SET TASK A
Show each line of the records that contains the word "white". Match case exactly.

Richard Saltoun Gallery
2017
Eleanor Antin, Romans & Kings

For the past five decades, feminist conceptual artist Eleanor Antin has created an anti-essentialist chronicle of herself. Working within a range of media – including photography, film, writing and installation – Antin has explored a stream of selves, influenced by everything from Yiddish theatre to European cinema. As she has commented: ‘I’ve always been addicted to masking, to the slipperiness of genre. I despise purity. It’s so boring. What the hell, it doesn’t exist, anyway.’

 

During her rise to prominence in New York’s downtown art scene of the late 1960s, when women artists and feminist themes were routinely excluded from gallery programming, Antin’s work presented female subjects with bare-knuckles chutzpah, depriving the viewer of the easy consolations of pathos or titillation. A recent reappraisal of feminist art from this period, such as the showcase Sex Work: Feminist Art & Radical Politics at Frieze London – featuring the libidinal, uninhibited work of artists such as Marilyn Minter (sucking, rhinestone-studded mouths) and Renate Bertlmann (cacti sprouting hot pink dildos) – shows how defiantly these second-wave feminists exploded taboos around female sexuality and the body. It also shows an establishment ready, 50 years on, to welcome them with open arms.

SET TASK B
According to the text on Eleanor Antin, which media has Antin worked in?

PROVIDED INFORMATION
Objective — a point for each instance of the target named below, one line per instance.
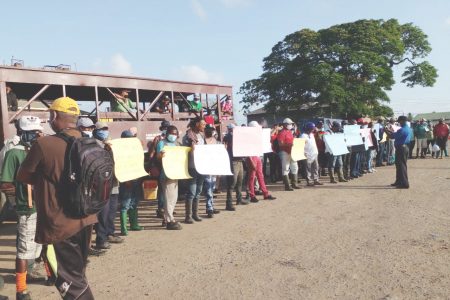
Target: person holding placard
(335, 161)
(237, 167)
(169, 187)
(210, 180)
(194, 136)
(285, 140)
(311, 153)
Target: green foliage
(345, 69)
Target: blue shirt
(402, 136)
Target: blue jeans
(105, 225)
(356, 165)
(129, 195)
(195, 186)
(210, 182)
(334, 161)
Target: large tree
(346, 68)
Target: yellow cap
(66, 105)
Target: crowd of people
(33, 164)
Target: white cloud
(236, 3)
(195, 73)
(198, 9)
(119, 65)
(116, 64)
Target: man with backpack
(67, 239)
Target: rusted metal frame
(151, 105)
(4, 109)
(120, 102)
(173, 102)
(138, 110)
(189, 105)
(219, 108)
(220, 101)
(43, 89)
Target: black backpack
(86, 182)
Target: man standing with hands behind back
(402, 139)
(68, 237)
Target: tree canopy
(345, 69)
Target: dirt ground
(357, 240)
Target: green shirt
(119, 107)
(11, 164)
(196, 106)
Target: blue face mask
(101, 134)
(171, 138)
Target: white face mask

PROBLEM SOLUTION A
Target: white cloud
Target: white face mask

PROBLEM SOLUTION B
Photography, film, writing and installation.